■ TEXTE À LIRE
════

Éperviers, le
meilleur usage alternatif de 2,4
millions de $ ?
Mettons les
choses au clair, je suis un
partisan du retour des Éperviers
à Sorel-Tracy. Mais nature
oblige, j’en suis un partisan
lucide aux questions multiples.
La première porte
sur la rentabilité financière
(privée) d’un tel
investissement. D’une part, dans
« Un
Épervier à la recherche
d’altitude »,
je concluais que « Selon les
critères formels du Conference
Board du Canada, sous réserve de
la structure de notre
population, les Éperviers de
Sorel-Tracy seraient
financièrement rentables. »
D’autre part, il faut conclure
par un acte de foi que l’étude
de marché confidentielle des
actuels promoteurs du projet « Éperviers »
est crédible. Suffisamment pour
inciter des bailleurs de fonds
privés à se commettre
formellement et pour susciter
l’intérêt de la Ligue de Hockey
Junior Majeur du Québec (LHJMQ).
Ce qui a comme
conséquence que
Sorel-Tracy, endettée plus que
la moyenne des villes de
comparaison,
a
subitement sorti de son chapeau
2,4 millions de dollars
en vue de rendre
conforme le Colisée Cardin aux
exigences de la LHJMQ.

════

■ MATÉRIEL PRÉSENTÉ
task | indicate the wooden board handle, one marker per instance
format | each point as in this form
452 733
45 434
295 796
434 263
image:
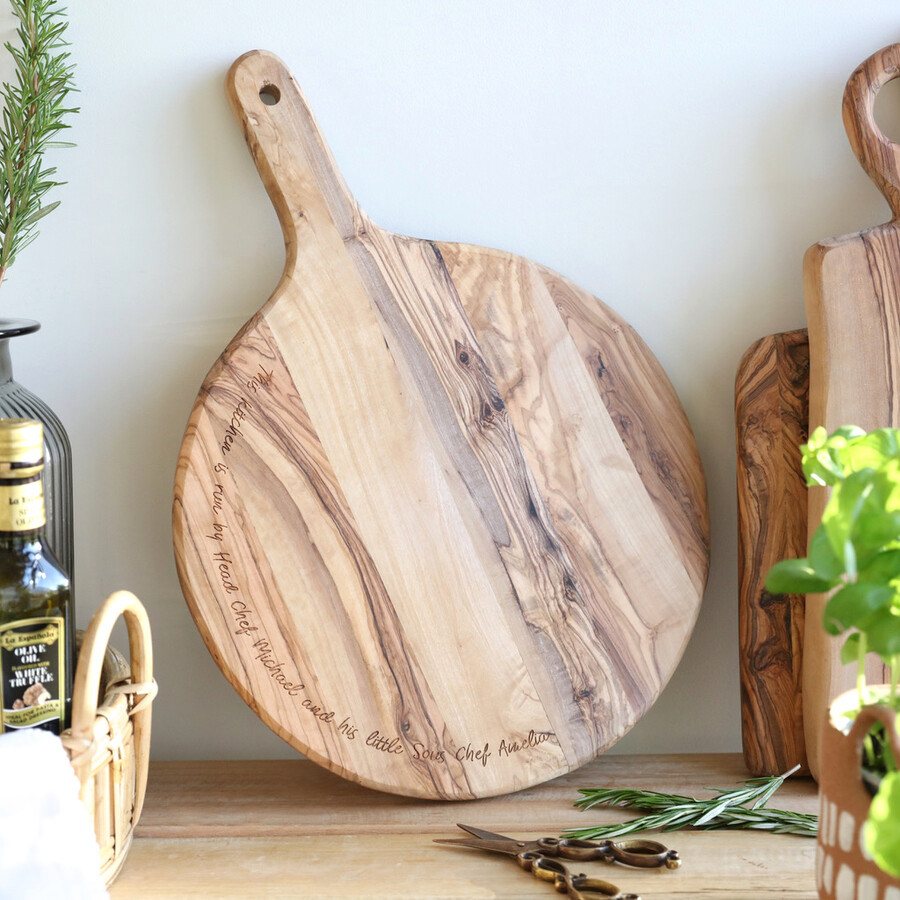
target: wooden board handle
877 154
290 153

════

■ SÉRIE D'EXERCICES
• a. Relevez tous les passages placés entre guillemets dans le texte sur le retour des Éperviers.
• b. Selon le texte sur le retour des Éperviers, quelle somme Sorel-Tracy a-t-elle dégagée pour rendre le Colisée Cardin conforme aux exigences de la LHJMQ ?
• c. Poursuivez le texte sur le retour des Éperviers à Sorel-Tracy à partir de sa dernière phrase.

■ RÉPONSES RÉDIGÉES
• a.
« Un Épervier à la recherche d'altitude »
« Selon les critères formels du Conference Board du Canada, sous réserve de la structure de notre population, les Éperviers de Sorel-Tracy seraient financièrement rentables. »
« Éperviers »

• b. 2,4 millions de dollars.

• c.
Cette façon de
faire et les événements
l’entourant soulèvent cependant
plusieurs interrogations qui
trouvent leur fondement dans la
célèbre « Théorie
des choix publics ».
Essentiellement
pour cette dernière, il s’agit
de « … conjuguer la théorie
économique à la science
politique. Les politiciens et
les fonctionnaires se conduisent
comme le feraient les
consommateurs et producteurs
dans un contexte institutionnel
différent : entre autres
différences, l'argent en
cause n'est généralement pas le
leur. Les motivations des
politiciens sont de maximiser
leur propre intérêt, ce qui
inclut l'intérêt collectif, du
moins, tel qu’ils peuvent le
concevoir. Ainsi, les
politiciens souhaitent maximiser
leurs chances d'être élus ou
réélus, et les
fonctionnaires souhaitent
maximiser leur
utilité.
Par ailleurs, les biais
cognitifs et émotionnels propres
à l'économie
comportementale
se retrouvent aussi au niveau
des décisions publiques. »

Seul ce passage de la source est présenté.